## Tasks to carry out
1. From the transcript on CICS log trimming and the z/OS logger, list every log stream name and every log stream parameter it mentions by name.
2. The transcript on CICS log trimming and the z/OS logger calls offloading to DASD "not so good." Using the transcript's own reasons, explain why.
3. Write a continuation of the transcript on CICS log trimming and the z/OS logger, starting after its last sentence.

## Page

>>

Now that log trimming is done, because we want to tidy up unwanted log data. And we do it by calling the z/OS logger subsystem to delete those ranges off DFHLOG and DFHSHUNT. Now, these deletes, they’re logical deletes, they’re not actually deleting the data off the log stream. They’re telling the logger, “We don’t care about that data anymore.” But the logger itself has got its own housekeeping. And when you define a log stream, you define a number of parameters to it. Two of them are the HIGHOFFLOAD and the LOWOFFLOAD percentage parameters. And these are telling the z/OS logger to do housekeeping work. This has nothing to do with CICS. Now, this is all down at the z/OS logger. So when the log stream builds up and reaches that HIGHOFFLOAD percentage, say it’s 85% of the log stream is full, for example, then the z/OS logger will kick off housekeeping for it to tidy things up, and then it will start physically deleting those log blocks that we’ve told it to logically delete and throwing them away.

[01:01:27] – Andy Wright

And it will do that until one of two things happens. You get down to the LOWOFFLOAD percentage, which, great, you’ve done what you need to do, you’ve tidied it up and everything’s fine, or you get down to a point above the LOWOFFLOAD load percentage, and you still have data that we can’t throw away in the logger because we haven’t told it to delete it logically. So then z/OS logger will do offload I/O, and it will move that data from its primary storage to secondary storage, which is offload data sets, offload DASD. So all this offload housekeeping in the logger is a good thing. It’s what the logger wants to do to tidy up periodically. But what it wants to do is to tidy up by physically deleting logically deleted log data down to LOWOFFLOAD. That’s its objective. If it can’t do that, if it has to do this offloading to DASD, then you’ve got I/O to write that data out to DASD. And that’s not so good. So much like you can have experts who tune CICS regions for performance, the z/OS logger can be tuned for performance, and your log streams can be defined to perform better or to ensure that offloading is more optimally handled, depending on these parameters, like HIGHOFFLOAD and LOWOFFLOAD. And you can look at the SMF88 data that the z/OS logger generates. And much like you can look at CICS SMF110 log data to see SMF data, to see how CICS is performing, you can do a similar thing with the SMF88 z/OS logger log data so important message, then check for those messages. Are we not key pointing often enough because that could stop us from reaching LOWOFFLOAD, or are we not trimming because, say, something’s looping in your region, so we’re not able to trim the log logically delete log blocks, which means that the z/OS logger can’t physically delete them when it gets to HIGHOFFLOAD? These are all things to look for if there’s an issue with the performance of the logger.

<<

## Stored data
>>

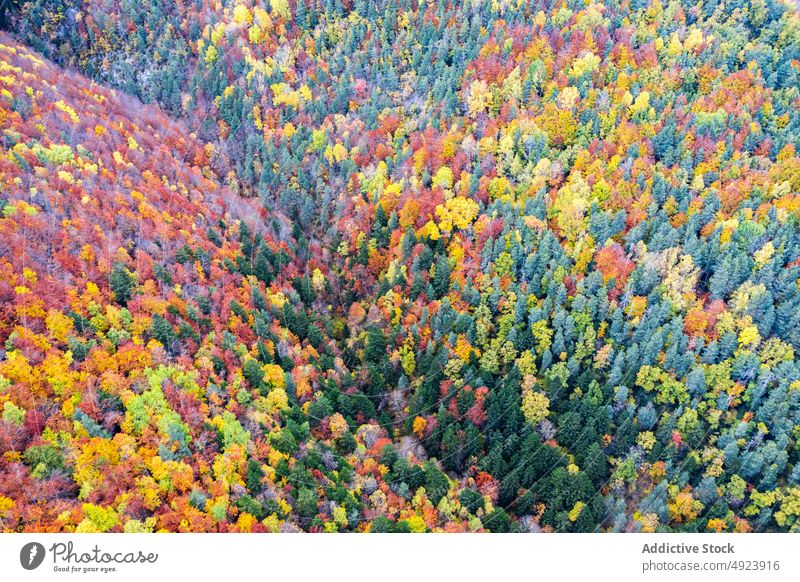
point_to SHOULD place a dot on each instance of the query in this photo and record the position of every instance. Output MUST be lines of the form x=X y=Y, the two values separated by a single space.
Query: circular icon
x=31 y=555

<<
>>

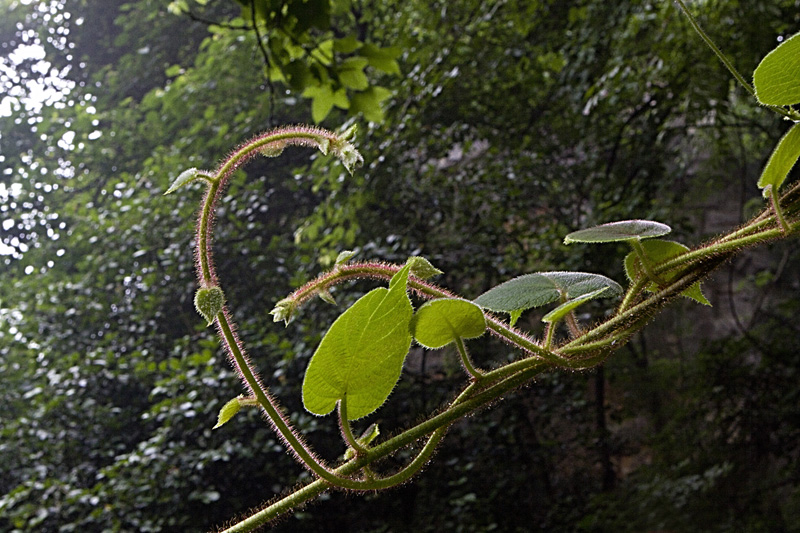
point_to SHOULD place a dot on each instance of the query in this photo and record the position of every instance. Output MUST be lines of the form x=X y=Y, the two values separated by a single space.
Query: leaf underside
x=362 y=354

<<
>>

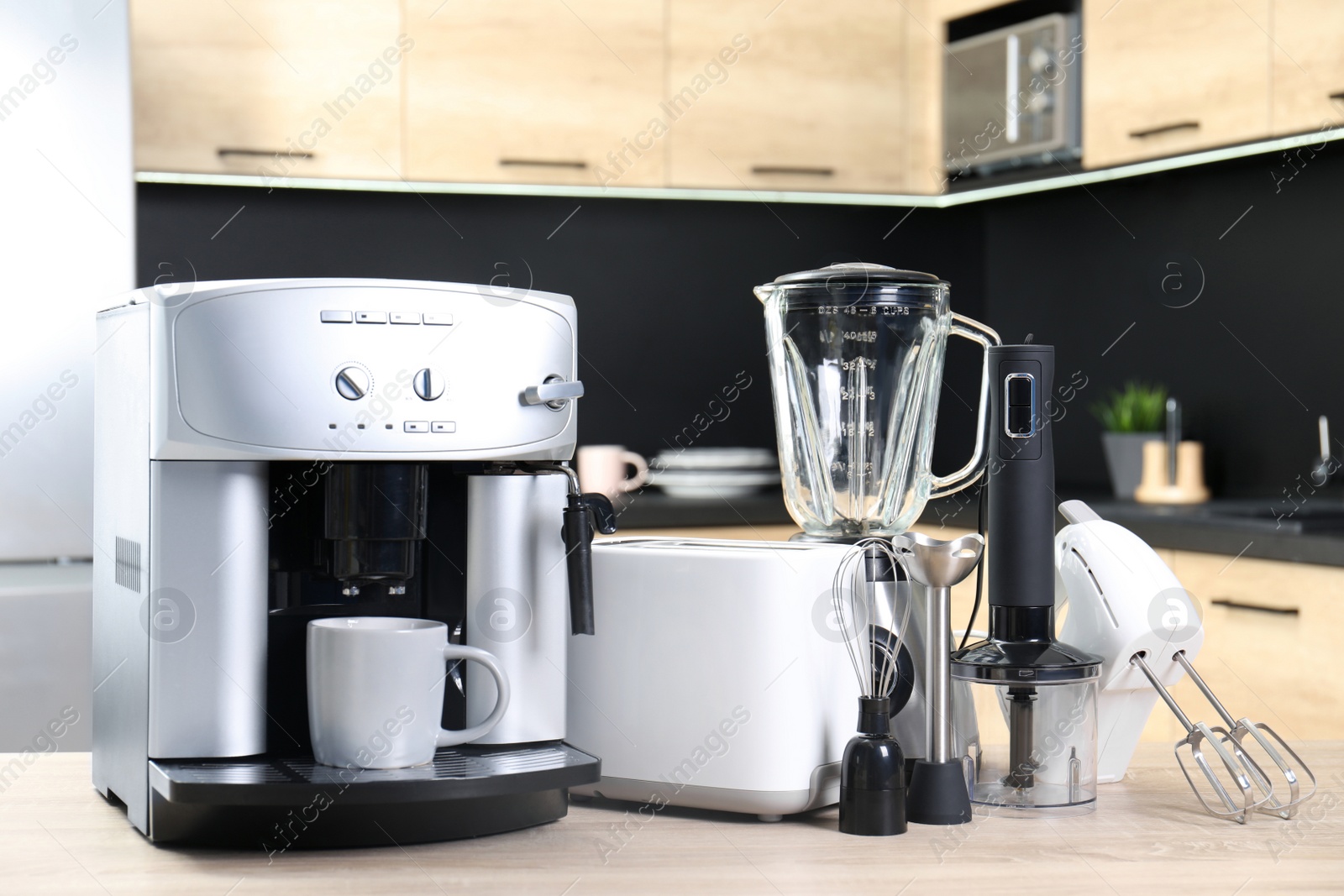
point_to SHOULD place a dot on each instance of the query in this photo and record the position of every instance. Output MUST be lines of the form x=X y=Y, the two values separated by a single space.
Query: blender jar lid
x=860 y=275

<<

## Answer set
1. DFHLOG, DFHSHUNT, HIGHOFFLOAD, LOWOFFLOAD

2. Offloading to DASD means I/O to write the data out to offload data sets. The logger's goal is instead to tidy up by physically deleting logically deleted log data down to the LOWOFFLOAD percentage. It offloads only when it can't reach that level, because data remains that hasn't been logically deleted.

3.
[01:03:33] – Andy Wright

So I mentioned the z/OS logger. Well, it’s a separate address space, so if you think about your LPAR running z/OS work, you might have a number of CICS regions running as their address spaces in MBS. So CICS A and CICS B, and within them they’ve got the log domain, the Log Manager component that I mentioned. And that’s where we in CICS call the z/OS logger. And the z/OS logger is known as IXGLOGR – that’s its subsystem name. And there’s one of those running per LPAR. Now, there’s a number of things that you have to do when you set up the z/OS logger, because you want to store your data – and the data could be stored on a coupling facility, which is an optimized piece of accessible, rewritable fast access memory – so the logger needs to know how to deal with data on log streams on the coupling facility. And you have these coupled data set entries for the LOGR component, which give the information to MVS about the attributes of the log streams that the z/OS logger is going to use. And as well as these log streams, there are things called staging datasets, where data can be held by the logger and there can be offload data sets, those secondary data sets, and there can be tertiary storage onto emulated tape, I believe it is. So you’ve got primary in the coupling facility and the staging data sets, primary storage in the logger, you’ve got secondary storage on offload data sets, and you’ve got tertiary storage as well.

[01:05:15] – Andy Wright

And the log component, the z/OS logger can use one of two destinations. We mentioned this earlier. It can use a coupling facility or it can use DASD only logging. So let’s think about the coupling facility for a minute. So now you’ve got z/OS running that system logger address base, and that knows about log streams that are defined to a structure which is a component that lives on a coupling facility. And those log streams can hold data. And this is primary storage, primary storage for the log data in those log streams on the coupling facility. And the logger can then duplicate that. It can duplicate it in memory in a data space owned by the system logger address space, or it could duplicate it to a disk, the staging data set, and you can define on your settings what you want. And then you’ve got those offload data sets I mentioned where data gets moved to when the z/OS system logger has to do its housekeeping and it can’t delete enough data from the primary storage. That’s what we do with coupling facility log streams. Lots of customers use CF logging, but we also have customers who use DASD only logging. Like I say, CICS doesn’t care. It’s all below the level of CICS down at the z/OS logger level. Now with DASD only logging you haven’t got a coupling facility, so your primary storage is those staging data sets. So data is being written to disk, and that’s where it’s being written to and read back from by CICS if you have an ABEND or an EMERGENCY restart and it’s duplicated to a database within the z/OS region owned by the system logger address space. And once again you’ve got those offload data sets at the backend. So just to emphasize, CICS doesn’t care one way or the other whether it’s a DASD only log stream, or a CF log stream, it’s all handled by the z/OS logger. As far as we’re concerned. We’re writing data out to a log and we’re reading it back if need be. And the log data is handled by the system logger in z/OS, and that writes and reads the data for us.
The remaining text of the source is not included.